__Region outline entries__.
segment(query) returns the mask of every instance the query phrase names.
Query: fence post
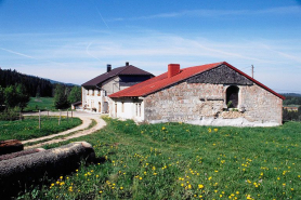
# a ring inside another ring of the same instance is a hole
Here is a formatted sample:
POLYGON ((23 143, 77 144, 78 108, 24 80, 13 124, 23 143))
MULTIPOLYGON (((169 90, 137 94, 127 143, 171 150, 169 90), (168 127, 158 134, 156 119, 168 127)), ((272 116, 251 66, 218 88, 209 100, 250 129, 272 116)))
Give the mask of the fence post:
POLYGON ((39 110, 39 129, 41 129, 41 110, 39 110))
POLYGON ((60 118, 58 118, 58 125, 61 125, 61 109, 58 109, 60 110, 60 118))

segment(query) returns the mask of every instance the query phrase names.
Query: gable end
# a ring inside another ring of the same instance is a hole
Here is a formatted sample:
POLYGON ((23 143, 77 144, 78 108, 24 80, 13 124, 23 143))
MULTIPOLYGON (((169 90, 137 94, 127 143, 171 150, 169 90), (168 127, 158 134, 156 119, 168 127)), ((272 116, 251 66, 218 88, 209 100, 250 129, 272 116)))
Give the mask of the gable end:
POLYGON ((253 82, 226 65, 221 65, 187 79, 187 83, 240 84, 252 85, 253 82))

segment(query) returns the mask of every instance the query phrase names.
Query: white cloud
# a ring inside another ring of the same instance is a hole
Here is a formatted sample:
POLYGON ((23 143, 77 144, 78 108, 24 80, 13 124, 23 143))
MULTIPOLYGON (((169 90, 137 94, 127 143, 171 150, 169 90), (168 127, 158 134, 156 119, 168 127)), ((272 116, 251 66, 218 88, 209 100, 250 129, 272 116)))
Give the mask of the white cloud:
POLYGON ((39 38, 37 45, 27 45, 13 38, 23 51, 12 51, 5 46, 0 50, 10 54, 0 54, 0 66, 50 78, 63 82, 81 84, 105 71, 106 64, 113 67, 125 62, 141 67, 154 75, 167 70, 170 63, 189 67, 207 63, 225 61, 250 75, 249 67, 256 66, 256 78, 272 89, 296 88, 300 75, 301 48, 299 39, 275 41, 269 39, 214 41, 209 38, 188 38, 161 32, 145 32, 144 36, 128 37, 93 36, 58 38, 39 38), (39 45, 42 43, 43 45, 39 45), (12 62, 13 61, 13 62, 12 62), (290 69, 290 70, 288 70, 290 69), (283 71, 286 71, 284 77, 283 71), (289 76, 291 75, 291 76, 289 76), (276 80, 286 80, 280 84, 276 80), (275 86, 274 86, 275 85, 275 86))
POLYGON ((154 15, 135 16, 135 17, 116 17, 108 18, 107 22, 118 21, 138 21, 138 19, 155 19, 155 18, 174 18, 174 17, 212 17, 212 16, 226 16, 226 15, 261 15, 261 14, 300 14, 300 6, 279 6, 264 10, 185 10, 170 13, 159 13, 154 15))

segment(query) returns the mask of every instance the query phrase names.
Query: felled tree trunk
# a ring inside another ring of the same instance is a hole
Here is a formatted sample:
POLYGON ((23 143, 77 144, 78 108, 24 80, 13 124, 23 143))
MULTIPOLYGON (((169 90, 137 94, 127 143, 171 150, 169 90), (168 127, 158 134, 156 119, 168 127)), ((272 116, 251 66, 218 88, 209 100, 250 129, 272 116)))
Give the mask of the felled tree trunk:
POLYGON ((0 141, 0 155, 16 152, 23 149, 23 144, 17 139, 0 141))
POLYGON ((8 155, 2 155, 2 156, 0 156, 0 161, 1 160, 9 160, 9 159, 16 158, 16 157, 22 157, 22 156, 25 156, 25 155, 31 155, 31 154, 35 154, 35 152, 40 152, 42 150, 45 150, 45 149, 35 148, 35 149, 28 149, 28 150, 22 150, 22 151, 17 151, 17 152, 8 154, 8 155))
POLYGON ((92 146, 86 142, 71 143, 31 155, 0 161, 0 194, 14 197, 42 178, 57 177, 75 171, 82 161, 95 159, 92 146))

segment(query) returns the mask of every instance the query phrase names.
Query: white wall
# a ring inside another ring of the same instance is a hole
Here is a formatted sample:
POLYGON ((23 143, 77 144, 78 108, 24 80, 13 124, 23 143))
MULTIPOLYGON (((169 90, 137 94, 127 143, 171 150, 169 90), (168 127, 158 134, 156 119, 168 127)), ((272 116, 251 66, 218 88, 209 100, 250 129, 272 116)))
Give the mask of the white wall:
POLYGON ((132 119, 138 122, 144 121, 144 102, 133 98, 114 98, 112 99, 109 116, 112 118, 132 119))

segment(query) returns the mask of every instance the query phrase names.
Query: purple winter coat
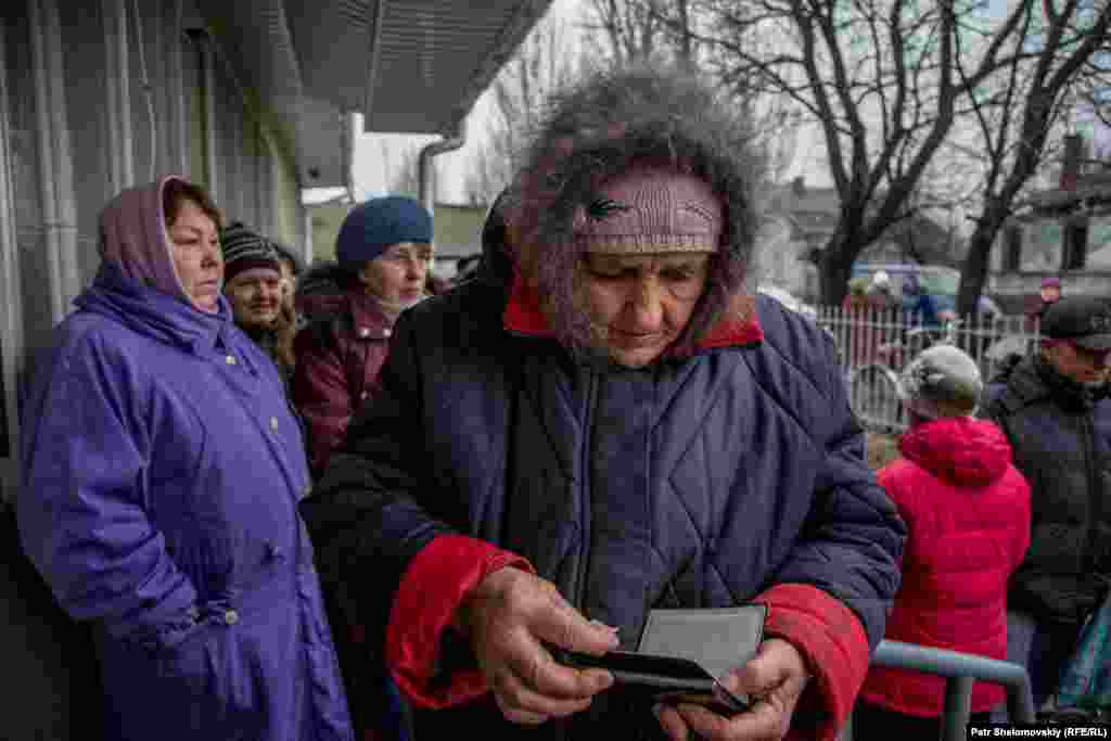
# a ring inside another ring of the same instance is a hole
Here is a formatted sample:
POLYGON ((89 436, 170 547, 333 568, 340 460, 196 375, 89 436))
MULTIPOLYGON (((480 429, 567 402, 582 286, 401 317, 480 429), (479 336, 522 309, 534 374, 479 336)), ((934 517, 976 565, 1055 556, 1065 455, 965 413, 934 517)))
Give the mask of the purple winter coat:
POLYGON ((234 328, 106 263, 31 375, 23 547, 96 621, 107 738, 352 739, 301 431, 234 328))

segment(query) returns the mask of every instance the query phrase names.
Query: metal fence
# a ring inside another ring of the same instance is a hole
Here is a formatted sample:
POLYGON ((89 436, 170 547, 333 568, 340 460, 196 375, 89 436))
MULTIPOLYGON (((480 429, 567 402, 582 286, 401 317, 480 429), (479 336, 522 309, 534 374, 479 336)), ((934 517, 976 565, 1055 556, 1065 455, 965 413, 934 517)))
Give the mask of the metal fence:
MULTIPOLYGON (((917 643, 884 640, 875 647, 871 665, 905 669, 945 678, 940 741, 961 741, 967 738, 965 728, 971 713, 972 687, 978 681, 1001 684, 1007 690, 1007 717, 1012 723, 1033 723, 1037 720, 1030 691, 1030 675, 1017 663, 917 643)), ((870 741, 854 739, 851 718, 838 739, 870 741)))
POLYGON ((898 309, 823 307, 817 321, 837 342, 853 411, 865 428, 879 432, 905 429, 899 372, 922 350, 955 344, 979 363, 987 382, 1038 340, 1037 322, 1027 317, 967 317, 938 326, 898 309))

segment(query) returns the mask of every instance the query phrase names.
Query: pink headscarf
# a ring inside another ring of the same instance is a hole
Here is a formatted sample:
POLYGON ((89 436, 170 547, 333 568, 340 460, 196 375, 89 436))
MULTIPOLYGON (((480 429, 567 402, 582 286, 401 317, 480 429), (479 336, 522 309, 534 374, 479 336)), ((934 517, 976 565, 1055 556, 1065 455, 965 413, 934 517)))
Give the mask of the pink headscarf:
POLYGON ((166 233, 162 191, 170 180, 189 182, 180 176, 164 176, 128 188, 109 201, 100 213, 100 257, 131 280, 198 308, 181 286, 166 233))

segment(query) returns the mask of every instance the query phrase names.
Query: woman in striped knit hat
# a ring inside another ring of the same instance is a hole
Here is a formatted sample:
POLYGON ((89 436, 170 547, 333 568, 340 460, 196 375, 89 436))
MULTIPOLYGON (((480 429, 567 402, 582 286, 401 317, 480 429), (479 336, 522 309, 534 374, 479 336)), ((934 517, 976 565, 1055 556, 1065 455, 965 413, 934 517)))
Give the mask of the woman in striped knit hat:
POLYGON ((282 274, 271 242, 237 221, 220 232, 223 249, 223 292, 236 326, 254 340, 278 366, 287 385, 293 374, 292 312, 282 301, 282 274))

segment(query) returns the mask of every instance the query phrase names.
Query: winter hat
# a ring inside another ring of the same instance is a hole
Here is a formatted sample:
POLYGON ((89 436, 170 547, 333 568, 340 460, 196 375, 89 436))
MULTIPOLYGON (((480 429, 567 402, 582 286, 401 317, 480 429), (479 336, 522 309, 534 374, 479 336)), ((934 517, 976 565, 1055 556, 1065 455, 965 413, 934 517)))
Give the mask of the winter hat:
POLYGON ((899 398, 927 419, 971 414, 982 391, 980 368, 951 344, 923 350, 899 377, 899 398))
POLYGON ((674 168, 633 166, 598 190, 574 217, 588 252, 717 252, 724 228, 721 199, 702 178, 674 168))
POLYGON ((431 243, 432 217, 411 198, 387 196, 351 209, 336 239, 340 264, 363 264, 377 260, 398 242, 431 243))
POLYGON ((226 283, 248 271, 272 273, 274 278, 281 278, 278 252, 266 237, 252 231, 241 221, 221 230, 220 247, 223 249, 226 283))

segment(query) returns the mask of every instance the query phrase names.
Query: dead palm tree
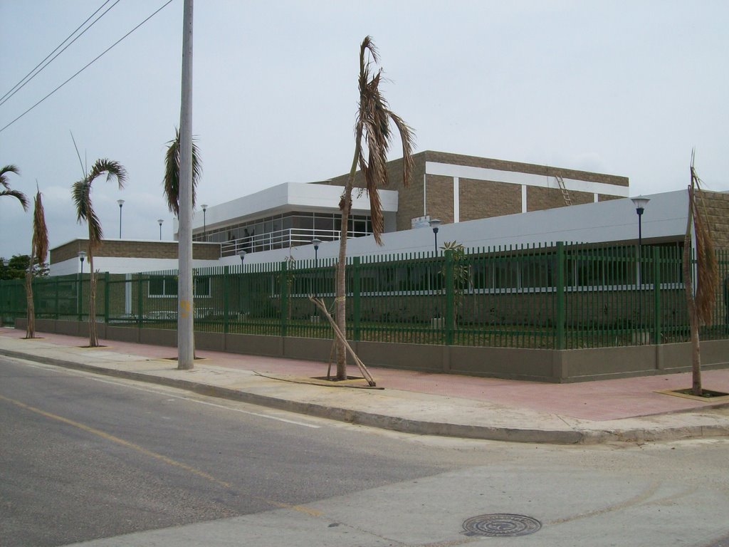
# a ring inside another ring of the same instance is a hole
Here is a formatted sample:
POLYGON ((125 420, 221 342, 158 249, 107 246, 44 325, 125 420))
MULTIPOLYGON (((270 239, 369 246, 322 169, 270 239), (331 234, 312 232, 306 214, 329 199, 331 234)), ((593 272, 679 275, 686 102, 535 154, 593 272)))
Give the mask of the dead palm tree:
POLYGON ((77 220, 80 224, 85 220, 89 228, 89 346, 98 346, 96 335, 96 274, 93 269, 93 251, 104 237, 101 222, 96 216, 91 203, 91 185, 100 176, 106 174, 106 180, 116 179, 119 189, 124 187, 127 172, 120 163, 112 160, 100 159, 92 166, 91 171, 81 180, 74 183, 71 195, 76 204, 77 220))
MULTIPOLYGON (((167 143, 167 153, 165 155, 165 178, 162 182, 165 198, 170 212, 179 217, 180 212, 180 132, 175 128, 175 138, 167 143)), ((192 209, 195 209, 195 194, 198 180, 203 173, 203 166, 198 145, 192 141, 192 209)))
MULTIPOLYGON (((37 187, 36 187, 37 190, 37 187)), ((40 190, 37 190, 33 201, 33 237, 31 240, 31 257, 26 271, 26 297, 28 300, 28 322, 26 338, 36 337, 36 312, 33 302, 33 273, 36 264, 45 262, 48 253, 48 228, 45 223, 45 212, 41 201, 40 190)))
MULTIPOLYGON (((372 230, 375 241, 382 244, 381 236, 384 228, 382 206, 378 187, 386 185, 387 152, 392 139, 390 129, 391 121, 397 129, 402 145, 402 182, 410 184, 413 171, 413 144, 415 139, 413 130, 402 118, 389 109, 387 101, 380 93, 382 69, 373 73, 373 63, 378 63, 377 49, 372 38, 366 36, 359 46, 359 104, 354 125, 354 158, 344 191, 339 203, 342 212, 341 233, 339 240, 339 260, 337 265, 337 325, 342 333, 346 333, 346 270, 347 256, 347 233, 349 212, 352 206, 352 188, 357 166, 362 172, 364 186, 370 196, 372 230), (367 58, 369 54, 370 58, 367 58), (364 141, 364 142, 363 142, 364 141)), ((343 341, 337 344, 337 379, 347 378, 346 347, 343 341)))
POLYGON ((18 190, 12 190, 10 187, 10 184, 7 182, 7 174, 15 173, 16 175, 20 174, 20 171, 15 166, 5 166, 1 169, 0 169, 0 186, 2 187, 2 190, 0 190, 0 195, 10 195, 13 198, 17 199, 20 202, 20 205, 23 206, 23 210, 28 210, 28 198, 26 195, 18 190))
POLYGON ((701 325, 711 325, 712 311, 715 301, 714 291, 719 282, 719 268, 714 252, 714 242, 703 206, 701 179, 693 167, 694 155, 691 154, 691 184, 688 187, 688 216, 683 248, 683 279, 691 331, 691 366, 693 381, 691 392, 701 395, 701 354, 698 328, 701 325), (691 236, 696 241, 696 288, 694 292, 692 276, 691 236))

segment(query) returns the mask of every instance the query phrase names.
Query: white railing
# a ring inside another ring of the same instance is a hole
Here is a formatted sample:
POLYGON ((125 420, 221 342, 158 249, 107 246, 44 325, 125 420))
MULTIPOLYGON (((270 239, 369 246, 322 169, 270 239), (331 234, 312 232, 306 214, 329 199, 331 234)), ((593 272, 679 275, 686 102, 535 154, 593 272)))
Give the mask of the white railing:
MULTIPOLYGON (((349 237, 363 237, 371 235, 370 232, 349 232, 349 237)), ((311 244, 316 238, 322 241, 334 241, 339 239, 338 230, 307 230, 305 228, 288 228, 268 233, 254 234, 238 239, 225 241, 221 245, 221 254, 224 257, 235 256, 242 251, 260 252, 274 249, 287 249, 289 247, 311 244)))

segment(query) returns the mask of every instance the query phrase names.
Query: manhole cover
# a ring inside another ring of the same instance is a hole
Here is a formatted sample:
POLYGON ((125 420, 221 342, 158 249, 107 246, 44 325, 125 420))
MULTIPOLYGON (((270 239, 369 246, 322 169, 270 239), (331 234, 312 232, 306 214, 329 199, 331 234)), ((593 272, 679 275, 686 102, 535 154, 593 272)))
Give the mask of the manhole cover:
POLYGON ((527 535, 539 531, 541 527, 542 523, 531 516, 506 513, 472 516, 463 523, 464 533, 466 535, 484 535, 490 538, 527 535))

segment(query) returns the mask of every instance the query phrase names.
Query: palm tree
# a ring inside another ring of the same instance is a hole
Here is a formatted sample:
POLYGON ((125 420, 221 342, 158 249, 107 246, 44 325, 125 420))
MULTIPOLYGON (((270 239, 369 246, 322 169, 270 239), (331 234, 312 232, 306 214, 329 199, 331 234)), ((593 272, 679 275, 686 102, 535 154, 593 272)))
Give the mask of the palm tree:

__The request__.
Substitute "gate post" for "fence post" in the data, starting at the top and stopping after the line that contains "POLYGON ((60 118, 58", and return those lines with nothing else altered and the pictures left out.

__Answer__.
segment(query) returns the mask of every instance the query phrase names.
Query: gate post
# a ring inside another ring of the same instance is a hole
Here is a formatted sample:
POLYGON ((23 143, 77 144, 78 108, 24 80, 13 124, 23 143))
MULTIPOLYGON (((169 90, 137 94, 127 143, 171 150, 169 90), (168 127, 158 134, 156 119, 168 127)), ((272 116, 251 66, 218 88, 209 100, 250 129, 272 116)))
Give the mask of the gate post:
POLYGON ((39 110, 39 129, 41 129, 41 110, 39 110))
POLYGON ((60 118, 58 118, 58 125, 61 125, 61 109, 58 109, 60 110, 60 118))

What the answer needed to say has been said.